# WRITTEN INSTRUCTION
Copy out every line of the data exactly.

# GIVEN INFORMATION

# # # # #

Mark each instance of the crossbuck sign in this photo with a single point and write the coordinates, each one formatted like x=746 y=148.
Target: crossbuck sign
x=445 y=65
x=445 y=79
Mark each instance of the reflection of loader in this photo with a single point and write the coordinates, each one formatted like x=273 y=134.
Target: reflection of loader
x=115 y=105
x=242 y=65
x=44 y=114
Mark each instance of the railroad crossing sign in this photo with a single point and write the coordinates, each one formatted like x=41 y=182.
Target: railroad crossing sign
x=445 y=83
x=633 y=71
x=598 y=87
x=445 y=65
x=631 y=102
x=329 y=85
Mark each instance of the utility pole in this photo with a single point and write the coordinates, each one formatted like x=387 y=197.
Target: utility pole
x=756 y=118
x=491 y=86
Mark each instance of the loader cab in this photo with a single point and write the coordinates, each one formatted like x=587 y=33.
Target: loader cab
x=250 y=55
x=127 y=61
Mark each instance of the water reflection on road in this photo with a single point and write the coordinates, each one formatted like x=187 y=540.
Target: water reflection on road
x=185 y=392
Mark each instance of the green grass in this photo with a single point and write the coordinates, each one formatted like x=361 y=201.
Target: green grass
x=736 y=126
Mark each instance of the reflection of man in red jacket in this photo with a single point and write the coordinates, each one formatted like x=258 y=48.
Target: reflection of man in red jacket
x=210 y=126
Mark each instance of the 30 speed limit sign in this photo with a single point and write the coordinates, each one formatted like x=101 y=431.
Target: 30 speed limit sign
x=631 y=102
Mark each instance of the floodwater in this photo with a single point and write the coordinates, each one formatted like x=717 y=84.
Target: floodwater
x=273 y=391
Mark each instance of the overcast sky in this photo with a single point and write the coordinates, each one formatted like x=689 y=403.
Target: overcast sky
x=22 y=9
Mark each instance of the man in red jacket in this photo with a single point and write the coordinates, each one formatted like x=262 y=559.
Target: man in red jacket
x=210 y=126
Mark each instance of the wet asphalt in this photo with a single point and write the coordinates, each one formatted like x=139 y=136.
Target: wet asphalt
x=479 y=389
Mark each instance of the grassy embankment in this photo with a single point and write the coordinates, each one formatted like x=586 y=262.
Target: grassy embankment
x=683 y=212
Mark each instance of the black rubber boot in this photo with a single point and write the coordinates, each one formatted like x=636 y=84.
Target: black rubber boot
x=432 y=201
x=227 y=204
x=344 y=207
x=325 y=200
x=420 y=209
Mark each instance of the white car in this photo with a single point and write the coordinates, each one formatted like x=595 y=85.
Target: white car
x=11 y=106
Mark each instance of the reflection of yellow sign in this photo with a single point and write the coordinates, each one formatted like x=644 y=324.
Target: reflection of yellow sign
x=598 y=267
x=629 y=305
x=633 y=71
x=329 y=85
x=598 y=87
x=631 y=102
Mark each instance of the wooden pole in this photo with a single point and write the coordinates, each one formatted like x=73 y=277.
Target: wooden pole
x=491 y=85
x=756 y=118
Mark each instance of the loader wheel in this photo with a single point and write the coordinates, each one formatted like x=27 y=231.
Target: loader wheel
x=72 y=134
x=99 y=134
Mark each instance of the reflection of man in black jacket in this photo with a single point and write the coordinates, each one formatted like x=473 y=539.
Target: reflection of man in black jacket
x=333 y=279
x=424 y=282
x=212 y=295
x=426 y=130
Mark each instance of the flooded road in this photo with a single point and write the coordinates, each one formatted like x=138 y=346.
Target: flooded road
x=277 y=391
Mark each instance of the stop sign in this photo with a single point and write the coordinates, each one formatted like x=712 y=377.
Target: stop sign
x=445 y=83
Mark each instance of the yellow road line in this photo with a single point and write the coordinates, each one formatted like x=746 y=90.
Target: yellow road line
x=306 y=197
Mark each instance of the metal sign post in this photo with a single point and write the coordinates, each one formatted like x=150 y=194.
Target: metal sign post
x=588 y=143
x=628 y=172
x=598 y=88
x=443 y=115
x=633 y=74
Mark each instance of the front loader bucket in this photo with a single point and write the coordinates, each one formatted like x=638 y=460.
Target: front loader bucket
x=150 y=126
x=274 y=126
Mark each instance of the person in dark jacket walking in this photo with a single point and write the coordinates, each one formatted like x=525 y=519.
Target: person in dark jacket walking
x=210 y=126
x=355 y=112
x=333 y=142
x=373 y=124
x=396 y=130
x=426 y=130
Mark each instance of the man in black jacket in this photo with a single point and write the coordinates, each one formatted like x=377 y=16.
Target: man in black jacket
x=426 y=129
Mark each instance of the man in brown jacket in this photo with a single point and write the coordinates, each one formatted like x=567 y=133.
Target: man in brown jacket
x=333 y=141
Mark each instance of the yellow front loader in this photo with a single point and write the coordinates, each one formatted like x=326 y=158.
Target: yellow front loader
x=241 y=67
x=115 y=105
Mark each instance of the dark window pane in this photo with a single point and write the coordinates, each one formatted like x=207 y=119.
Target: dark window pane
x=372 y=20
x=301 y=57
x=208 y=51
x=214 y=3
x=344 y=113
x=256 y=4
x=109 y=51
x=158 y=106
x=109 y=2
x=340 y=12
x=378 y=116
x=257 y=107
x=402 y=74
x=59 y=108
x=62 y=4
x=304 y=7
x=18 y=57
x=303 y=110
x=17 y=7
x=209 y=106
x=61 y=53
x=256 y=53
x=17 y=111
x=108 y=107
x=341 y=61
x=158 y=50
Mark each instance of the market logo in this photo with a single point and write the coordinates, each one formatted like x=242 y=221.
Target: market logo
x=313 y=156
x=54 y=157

# # # # #

# WORKED SOLUTION
Mark each instance of the crossbuck sign in this photo with a single point and write the coordinates, each one formatted like x=746 y=148.
Target: crossbuck sign
x=445 y=65
x=445 y=79
Mark each instance of the reflection of loader in this photo with a single point and write the coordinates, each one formatted like x=273 y=134.
Target: reflection of loader
x=115 y=105
x=242 y=65
x=44 y=114
Mark each instance of the railroad crossing sign in this photo with a single point and write the coordinates, each one formatted like x=41 y=182.
Target: railroad crossing sign
x=445 y=83
x=633 y=71
x=598 y=87
x=445 y=65
x=631 y=102
x=329 y=85
Mark each instance of the utility pole in this photo with a single point and write the coordinates, each one formatted like x=387 y=197.
Target: utility pole
x=756 y=118
x=491 y=86
Mark each instance of the loader cab in this photo with a single point and write the coordinates, each one formatted like x=587 y=33.
Target: loader cab
x=250 y=55
x=127 y=61
Mark each instance of the water reflection on road in this photo with a single point and write the coordinates, each one formatted like x=187 y=540.
Target: water reflection on road
x=185 y=392
Mark each instance of the green grass in this photo with a single point and write the coordinates, each one formatted like x=361 y=201.
Target: green grass
x=736 y=126
Mark each instance of the reflection of man in red jacket in this photo with a single point and write the coordinates, each one formatted like x=258 y=48.
Target: reflection of man in red jacket
x=210 y=126
Mark each instance of the 30 speed limit sign in this photo with a single point and write the coordinates, each one formatted like x=101 y=431.
Target: 30 speed limit sign
x=631 y=102
Mark each instance of the floodwater in this photo with a single point and write the coordinates, each one formatted like x=717 y=84.
Target: floodwater
x=273 y=391
Mark each instance of the overcast sky in this photo with a single point and write the coordinates, each one formatted like x=689 y=403.
Target: overcast sky
x=22 y=9
Mark each instance of the man in red jacket in this photo with a single point and write the coordinates, each one formatted like x=262 y=559.
Target: man in red jacket
x=210 y=126
Mark each instance of the wet asphalt in this photo with a single point and write the coordinates, each one formatted like x=139 y=136.
Target: wet asphalt
x=479 y=389
Mark each instance of the grassy embankment in this photo with a single point and write the coordinates, each one formatted like x=586 y=262.
Target: grassy embankment
x=683 y=212
Mark each instance of the black rubber boot in this photo with a single point and write the coordinates, each one formatted like x=636 y=84.
Target: black rubber boot
x=432 y=201
x=227 y=204
x=344 y=207
x=325 y=200
x=420 y=209
Mark each instance of the white car in this photo with a single point and write the coordinates, each one formatted like x=595 y=85.
Target: white car
x=11 y=106
Mark each instance of the reflection of yellow sign in this photo with a single point and write the coordinates, each one formatted like x=644 y=324.
Target: reflection of yellow sign
x=598 y=267
x=629 y=305
x=633 y=71
x=329 y=85
x=598 y=87
x=631 y=102
Mark each instance of the wooden pole in this photo with a single point and write the coordinates, each one formatted like x=73 y=277.
Target: wooden pole
x=491 y=85
x=756 y=118
Mark each instance of the loader wheel in this photo with a single point and write the coordinates, each one formatted like x=27 y=231.
Target: loader wheel
x=72 y=134
x=99 y=134
Mark each instance of the reflection of man in black jacket in this photo with a single point and write the coordinates, each one formatted like x=473 y=539.
Target: reflection of man in black jacket
x=333 y=279
x=424 y=282
x=212 y=295
x=426 y=130
Mark each instance of the flooded road in this photo with a single point and write the coordinates, each one formatted like x=138 y=346.
Target: flooded road
x=277 y=391
Mark each instance of the stop sign in this photo with a single point and write the coordinates, each one formatted like x=712 y=377.
Target: stop sign
x=445 y=83
Mark each instance of the yellow road line in this photo with a single point and write the coordinates, each one formatted like x=746 y=90.
Target: yellow road line
x=306 y=197
Mark each instance of the metal sign post in this photo with a single point and write the coordinates, each one formatted like x=150 y=194.
Target: metal sign post
x=588 y=143
x=628 y=172
x=598 y=88
x=443 y=115
x=633 y=74
Mark each instance of the front loader bucket in this photo with a single point and write the coordinates, each one formatted like x=638 y=460.
Target: front loader bucket
x=150 y=126
x=274 y=126
Mark each instance of the person in dark jacket walking in this photo with a single point and write the coordinates, each one formatted like x=525 y=519.
Target: person in dark jacket walking
x=210 y=126
x=355 y=112
x=333 y=142
x=373 y=124
x=396 y=130
x=426 y=130
Mark each instance of the man in black jacket in this photo with a single point and write the coordinates, each one formatted like x=377 y=16.
Target: man in black jacket
x=426 y=129
Mark each instance of the man in brown jacket in this photo with a single point and write the coordinates, each one formatted like x=567 y=133.
Target: man in brown jacket
x=333 y=141
Mark each instance of the yellow front loader in this photo with a single point and write the coordinates, each one formatted like x=326 y=158.
Target: yellow front loader
x=241 y=67
x=115 y=105
Mark each instance of the dark window pane in this photo with a single point and write the coordinates, each one formatted like x=207 y=119.
Target: dark window pane
x=372 y=20
x=301 y=57
x=208 y=51
x=214 y=3
x=344 y=113
x=256 y=4
x=109 y=51
x=158 y=106
x=109 y=2
x=340 y=12
x=378 y=116
x=257 y=107
x=402 y=74
x=59 y=108
x=62 y=4
x=304 y=7
x=18 y=57
x=303 y=110
x=17 y=7
x=209 y=106
x=61 y=53
x=256 y=53
x=17 y=111
x=108 y=107
x=341 y=61
x=158 y=50
Mark each instance of the market logo in this photo with a single point and write the coordinates, each one formatted like x=242 y=221.
Target: market logo
x=313 y=156
x=54 y=157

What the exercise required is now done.